# 2000 or 2001 Trek Fuel ID



## TrekRidr (Mar 25, 2021)

Hello everyone, I'm new to this forum and haven't found what I was looking for, so I'm starting a new discussion.
I'm based in Zurich, Switzerland, so components may be different than US specs.
I got this older Trek Fuel 100 for a good price and it's in great condition given the age. Any infos or stories about the bike will be appreciated.
Why do I spend money on a 20 year old bike? It's a nice peace of tech and I like the color scheme. Seat, handlebar, tires and pedals will be swapped, general cleaning is required. Chain is still fine, brake shoes new, shifters are sticky and need servicing. Fox Float works fine but makes a sound when extending. Fork works fine but needs to be pressurized for my weight (If I can find an adapter for the valve).
However, I'm struggling to find out what year it is. It has a 2000 Rockshox SID XC Hydra air installed. Bike Serial No search didn't bring up any results... bikes are often not registered upon purchase in my area. A search on google for 2001 Trek Fuel 100 brings up bikes with a similar color scheme but different components and even different wheels!


----------



## kmartfullsquish (Mar 10, 2021)

Not worth spending money on, would be unreliable on the trails with the v brakes and components most likely in need of a service. If you were to spend money on it, get new rims, knobbier tires and disc brakes on it if you can.


----------



## jonyferr (Feb 11, 2021)

Drivetrain looks good. With all those questions I would assume this is your first decent bike. It is good for any summer ride cause the v-brake will have a stable performance (no mud to give you surprises). That might not be a problem depending on how step you expect to ride.

Almost for sure a 2001 frame that had a few components changed over the years.

++++++++++++++++++++

* [Aim A]:
In the Trek Fuel forum thread, what fork is installed on the bike?
* [Aim B]:
Continue the Trek Fuel forum thread, picking up right after its final sentence.

* [Collected data]:
++++++++++++++++++++

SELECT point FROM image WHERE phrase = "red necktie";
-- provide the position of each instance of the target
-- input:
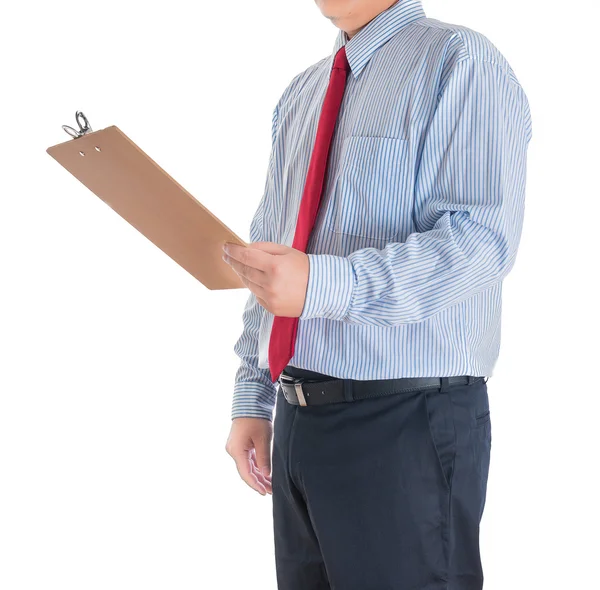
(283, 333)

++++++++++++++++++++

* [Response A]:
A 2000 Rockshox SID XC Hydra air.

* [Response B]:
Biggest issue will be the lack of propedal on the rear shock. It depends on how well or not the frame bobs when you pedal. 

I would give it a good clean and lube the drivetrain, suspension/shock legs, gear and brake cables. That can improve a lot the shifting/ braking feeling and suspension sensitivity. Other than that, ride it and see what defects will annoy you (don't fall for the wheel size/old geometry thing). Since you are good to the sport, any reliable bike will be good to start.


----------



## TrekRidr (Mar 25, 2021)

jonyferr said:


> Drivetrain looks good. With all those questions I would assume this is your first decent bike. It is good for any summer ride cause the v-brake will have a stable performance (no mud to give you surprises). That might not be a problem depending on how step you expect to ride.
> 
> Almost for sure a 2001 frame that had a few components changed over the years.
> Biggest issue will be the lack of propedal on the rear shock. It depends on how well or not the frame bobs when you pedal.
> ...


Thanks for the info. I was slightly confused by the components installed. I got the Fox service kit and swapped handlebar/stem, seat and pedals to suit my size and style. Cleaning and lubing was a quick job and shifting is fine now. It's a fun bike.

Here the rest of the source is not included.